■ **Supplied records**:
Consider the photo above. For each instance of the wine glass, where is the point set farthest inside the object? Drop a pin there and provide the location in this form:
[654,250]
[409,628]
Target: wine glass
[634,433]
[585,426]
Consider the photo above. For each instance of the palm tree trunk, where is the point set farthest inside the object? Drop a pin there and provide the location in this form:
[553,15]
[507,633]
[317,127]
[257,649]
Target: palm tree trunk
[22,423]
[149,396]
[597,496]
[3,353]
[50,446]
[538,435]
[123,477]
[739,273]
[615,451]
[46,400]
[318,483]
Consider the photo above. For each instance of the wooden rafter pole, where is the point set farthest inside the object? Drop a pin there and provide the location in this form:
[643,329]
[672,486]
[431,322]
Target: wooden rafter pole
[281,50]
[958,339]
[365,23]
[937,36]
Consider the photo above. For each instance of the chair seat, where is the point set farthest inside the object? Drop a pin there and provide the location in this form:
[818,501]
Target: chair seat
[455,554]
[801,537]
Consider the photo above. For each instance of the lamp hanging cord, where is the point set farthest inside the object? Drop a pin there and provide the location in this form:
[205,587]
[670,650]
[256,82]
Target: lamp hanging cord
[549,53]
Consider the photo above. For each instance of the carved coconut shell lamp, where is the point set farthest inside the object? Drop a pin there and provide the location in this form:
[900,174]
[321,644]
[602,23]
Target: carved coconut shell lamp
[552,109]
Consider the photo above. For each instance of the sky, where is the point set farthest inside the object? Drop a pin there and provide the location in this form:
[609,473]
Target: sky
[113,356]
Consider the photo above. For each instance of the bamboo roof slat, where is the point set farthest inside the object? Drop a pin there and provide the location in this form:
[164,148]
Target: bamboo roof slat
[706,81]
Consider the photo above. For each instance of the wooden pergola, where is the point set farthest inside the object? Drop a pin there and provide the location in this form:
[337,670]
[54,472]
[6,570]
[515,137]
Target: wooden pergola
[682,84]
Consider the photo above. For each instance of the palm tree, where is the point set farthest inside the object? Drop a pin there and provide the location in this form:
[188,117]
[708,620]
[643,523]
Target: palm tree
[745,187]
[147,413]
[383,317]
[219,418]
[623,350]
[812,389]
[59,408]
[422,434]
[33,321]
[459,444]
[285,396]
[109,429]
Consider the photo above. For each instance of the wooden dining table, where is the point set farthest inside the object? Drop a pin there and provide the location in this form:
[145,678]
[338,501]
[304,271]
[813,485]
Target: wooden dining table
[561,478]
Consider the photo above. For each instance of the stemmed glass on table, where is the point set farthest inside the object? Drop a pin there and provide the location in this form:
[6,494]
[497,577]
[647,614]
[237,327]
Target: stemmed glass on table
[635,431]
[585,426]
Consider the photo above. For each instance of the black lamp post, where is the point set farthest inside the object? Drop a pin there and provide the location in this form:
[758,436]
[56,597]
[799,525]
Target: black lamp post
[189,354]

--

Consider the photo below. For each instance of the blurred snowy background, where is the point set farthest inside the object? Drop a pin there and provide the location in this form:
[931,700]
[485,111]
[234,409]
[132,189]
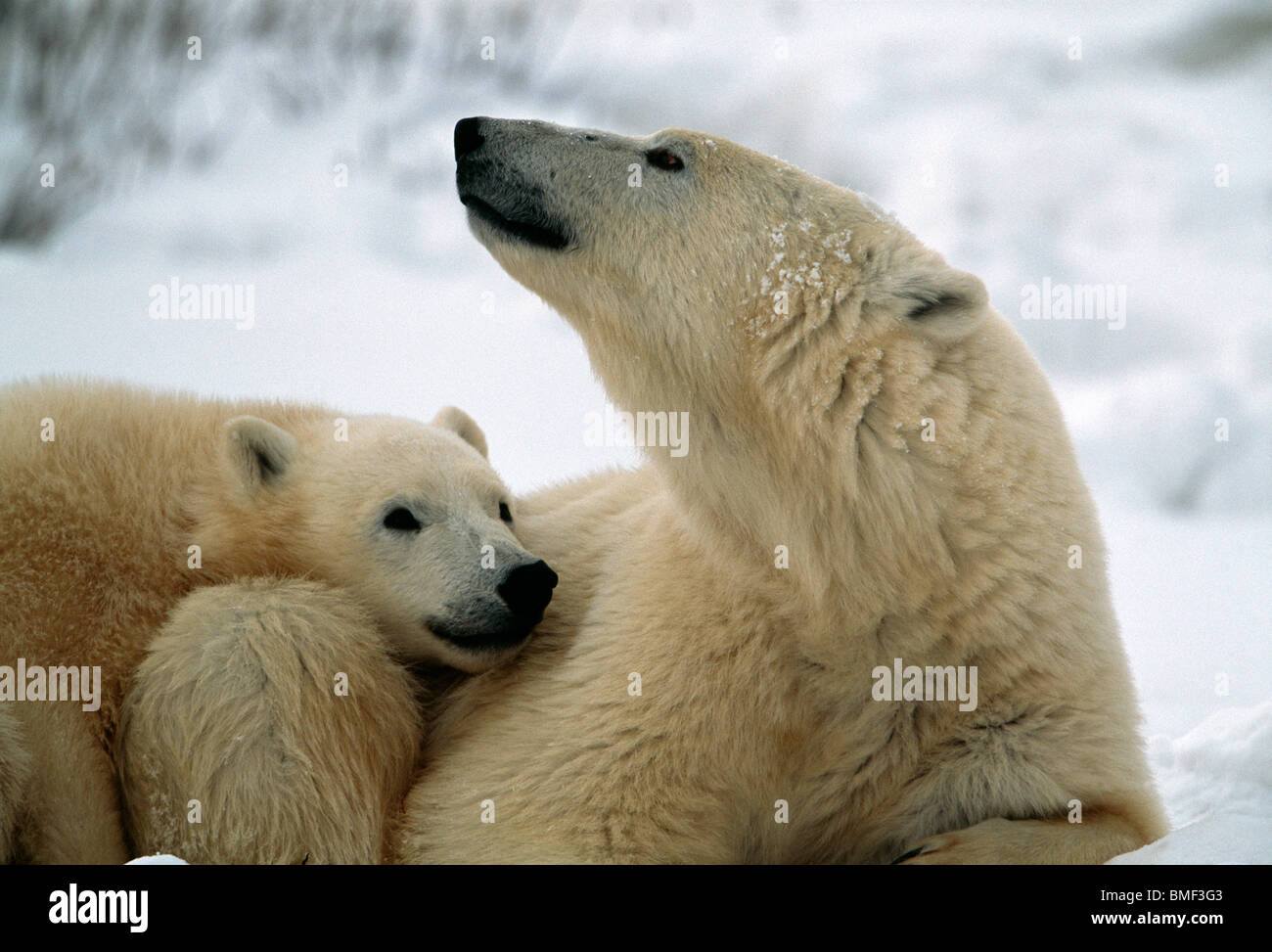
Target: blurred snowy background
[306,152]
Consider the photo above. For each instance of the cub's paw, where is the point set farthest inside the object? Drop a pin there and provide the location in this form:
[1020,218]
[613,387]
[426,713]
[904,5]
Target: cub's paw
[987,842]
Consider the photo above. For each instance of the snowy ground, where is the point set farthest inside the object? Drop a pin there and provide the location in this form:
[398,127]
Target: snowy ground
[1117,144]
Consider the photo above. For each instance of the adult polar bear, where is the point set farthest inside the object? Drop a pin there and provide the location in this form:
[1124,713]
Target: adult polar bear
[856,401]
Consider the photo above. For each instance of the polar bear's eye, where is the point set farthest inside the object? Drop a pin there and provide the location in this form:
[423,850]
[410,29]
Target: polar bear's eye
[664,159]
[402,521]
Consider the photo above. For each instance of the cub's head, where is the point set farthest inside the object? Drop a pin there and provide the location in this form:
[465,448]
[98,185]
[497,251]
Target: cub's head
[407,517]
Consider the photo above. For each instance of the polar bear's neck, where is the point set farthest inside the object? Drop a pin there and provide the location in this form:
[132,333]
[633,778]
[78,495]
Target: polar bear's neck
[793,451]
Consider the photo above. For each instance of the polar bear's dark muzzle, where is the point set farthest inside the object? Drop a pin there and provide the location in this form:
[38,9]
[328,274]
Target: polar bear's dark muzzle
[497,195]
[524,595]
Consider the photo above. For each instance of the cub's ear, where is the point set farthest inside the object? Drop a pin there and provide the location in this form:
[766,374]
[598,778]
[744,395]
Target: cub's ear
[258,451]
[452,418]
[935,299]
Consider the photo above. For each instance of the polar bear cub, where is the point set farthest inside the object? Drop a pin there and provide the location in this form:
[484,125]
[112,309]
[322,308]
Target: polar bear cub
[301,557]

* * *

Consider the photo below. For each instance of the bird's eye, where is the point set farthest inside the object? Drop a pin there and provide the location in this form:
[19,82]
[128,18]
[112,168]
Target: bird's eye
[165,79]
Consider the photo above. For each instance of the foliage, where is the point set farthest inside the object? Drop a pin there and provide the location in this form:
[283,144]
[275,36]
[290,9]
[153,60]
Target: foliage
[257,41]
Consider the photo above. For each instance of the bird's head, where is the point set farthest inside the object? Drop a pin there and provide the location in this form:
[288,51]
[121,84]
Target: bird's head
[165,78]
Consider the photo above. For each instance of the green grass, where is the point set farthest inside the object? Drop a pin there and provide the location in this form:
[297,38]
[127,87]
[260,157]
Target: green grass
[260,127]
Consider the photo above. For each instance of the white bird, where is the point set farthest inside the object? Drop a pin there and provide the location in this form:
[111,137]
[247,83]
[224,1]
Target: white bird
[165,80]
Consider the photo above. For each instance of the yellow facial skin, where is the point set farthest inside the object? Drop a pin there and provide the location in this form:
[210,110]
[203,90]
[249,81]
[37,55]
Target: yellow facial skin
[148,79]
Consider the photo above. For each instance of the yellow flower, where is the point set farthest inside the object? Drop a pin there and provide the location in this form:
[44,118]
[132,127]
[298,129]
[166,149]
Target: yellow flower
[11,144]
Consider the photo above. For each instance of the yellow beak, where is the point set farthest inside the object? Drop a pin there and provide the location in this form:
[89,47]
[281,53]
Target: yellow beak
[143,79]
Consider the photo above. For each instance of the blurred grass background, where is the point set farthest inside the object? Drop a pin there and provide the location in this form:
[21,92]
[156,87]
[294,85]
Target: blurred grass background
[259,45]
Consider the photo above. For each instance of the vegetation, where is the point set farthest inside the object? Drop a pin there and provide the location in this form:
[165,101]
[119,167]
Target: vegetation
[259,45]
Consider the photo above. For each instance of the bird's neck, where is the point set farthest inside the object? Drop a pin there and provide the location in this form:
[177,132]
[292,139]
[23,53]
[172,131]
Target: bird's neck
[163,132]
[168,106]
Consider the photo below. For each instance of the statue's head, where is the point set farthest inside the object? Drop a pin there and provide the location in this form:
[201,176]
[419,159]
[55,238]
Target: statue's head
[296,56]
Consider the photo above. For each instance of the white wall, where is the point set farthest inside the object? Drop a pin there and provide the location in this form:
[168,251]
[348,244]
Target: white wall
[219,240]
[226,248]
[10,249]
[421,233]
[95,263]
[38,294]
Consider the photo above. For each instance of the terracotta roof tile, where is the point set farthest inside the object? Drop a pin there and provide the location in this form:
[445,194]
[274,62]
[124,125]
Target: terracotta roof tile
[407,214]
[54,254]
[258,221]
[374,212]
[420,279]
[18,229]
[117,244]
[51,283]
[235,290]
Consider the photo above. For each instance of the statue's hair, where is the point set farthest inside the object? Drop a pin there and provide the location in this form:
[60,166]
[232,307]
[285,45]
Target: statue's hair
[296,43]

■ **Your goal**: Pull from the material above every line containing the word "post", copying each line in full. Case matters.

■ **Worked answer**:
Consider the photo above. For each instance of the black lamp post, where is the point set farthest inside the object? Drop a pin there and provide the location in this form:
Target: black lamp post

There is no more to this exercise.